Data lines
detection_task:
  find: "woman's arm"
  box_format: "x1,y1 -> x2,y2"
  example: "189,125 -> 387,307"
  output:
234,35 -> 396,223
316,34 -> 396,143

#### Description of the task:
Can you copy the lines from these records word for word?

#### Result of this task:
detection_task:
  find: "woman's arm"
  box_format: "x1,y1 -> x2,y2"
  example: "189,125 -> 387,307"
  output:
234,35 -> 396,223
316,34 -> 396,143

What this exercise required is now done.